--- START SELECTED TEXT ---

Sunday, June 1, 2014

Little Critters

Most people feel compelled to tell me why they are selling or giving up the sewing machine I'm buying or taking home for free. Here are some reasons I've heard:

  • I just don't sew.
  • I don't sew anymore.
  • It was my mom's (and she must not be around anymore).
  • My mom tried to get me interested in sewing but I'm just not..
  • I'm tired of feeling guilty so I'm just selling it.
  • It was in my ex-wife's family but none of them wanted it.
  • Mom went to memory care.
  • My eyesight isn't what is used to be and I had to give up sewing.
Only a few times have I heard someone say they bought a newer/better sewing machine. Maybe that is tactful since I'm getting something they clearly have cast off as not being good enough. Of course, I'm delighted to take their unwanted gem!

Sewing machines are frequently stored in garages and basements, delegated to a spot in the corner with everything stacked on top of it. Years of storage in a basement leads to a musty smell but the garage is even worse because it is cold in Minnesota! Freezing a big chunk of metal like a sewing machine doesn't help it even when it thaws; lubricant on metal gears dries and it can't do the job it was meant to do. But even worse is having such an item in a place where little critters can come and make a nest.

I went after a Kenmore sewing machine this week that was being given away.

--- END SELECTED TEXT ---
--- START DATASET CONTENT ---

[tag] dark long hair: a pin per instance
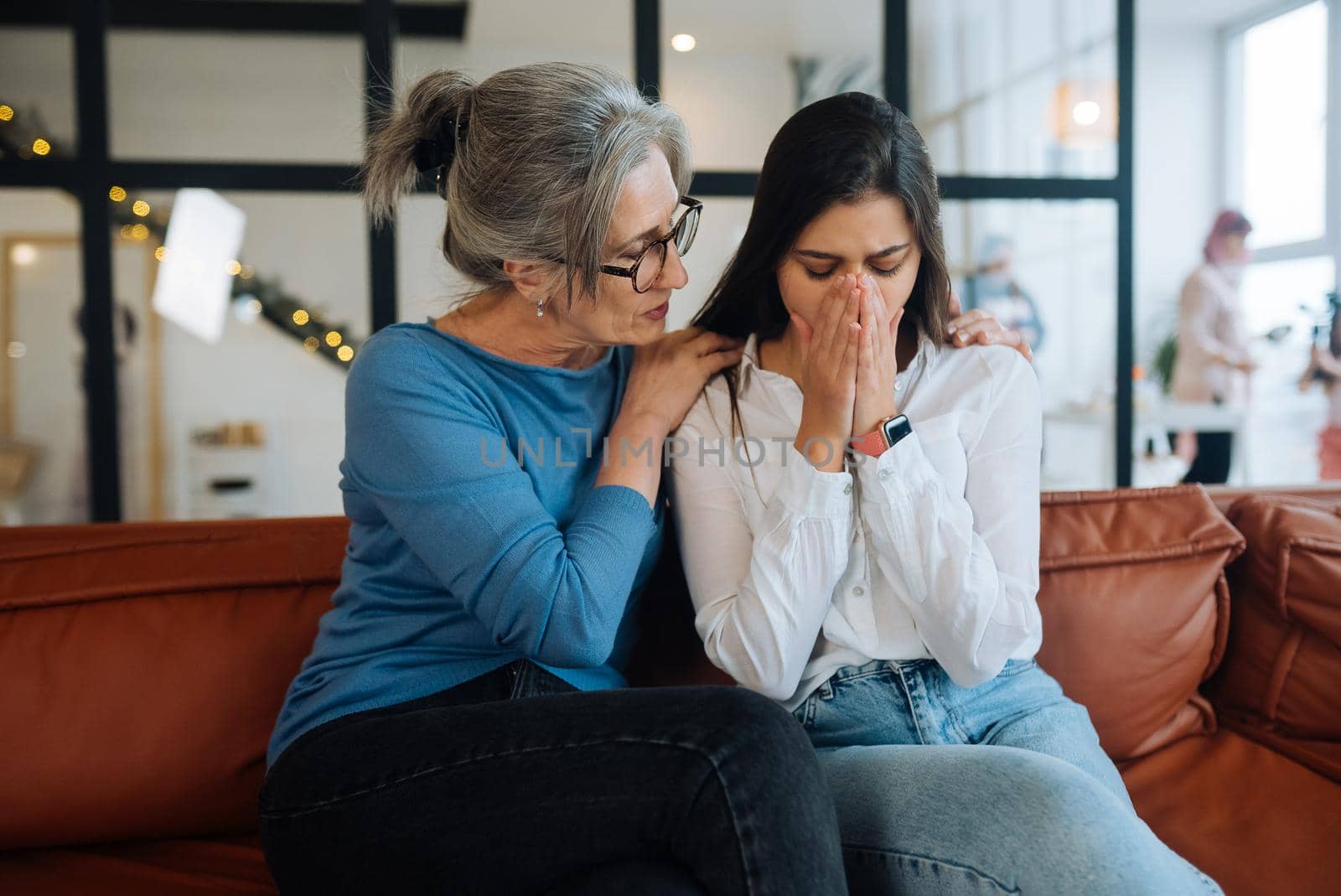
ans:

--- END DATASET CONTENT ---

*WHAT YOU NEED TO DO:*
1. Copy the part of the sewing machine post between "Sewing machines are" and "being given away.", inclusive.
2. According to the sewing machine post, why is storing a sewing machine in a garage worse than storing it in a basement?

*TASK ANSWERS:*
1.
Sewing machines are frequently stored in garages and basements, delegated to a spot in the corner with everything stacked on top of it. Years of storage in a basement leads to a musty smell but the garage is even worse because it is cold in Minnesota! Freezing a big chunk of metal like a sewing machine doesn't help it even when it thaws; lubricant on metal gears dries and it can't do the job it was meant to do. But even worse is having such an item in a place where little critters can come and make a nest.

I went after a Kenmore sewing machine this week that was being given away.

2. A garage is cold in Minnesota, and freezing a sewing machine harms it even after it thaws. The lubricant on its metal gears dries and can no longer do its job. A basement, by contrast, leads only to a musty smell.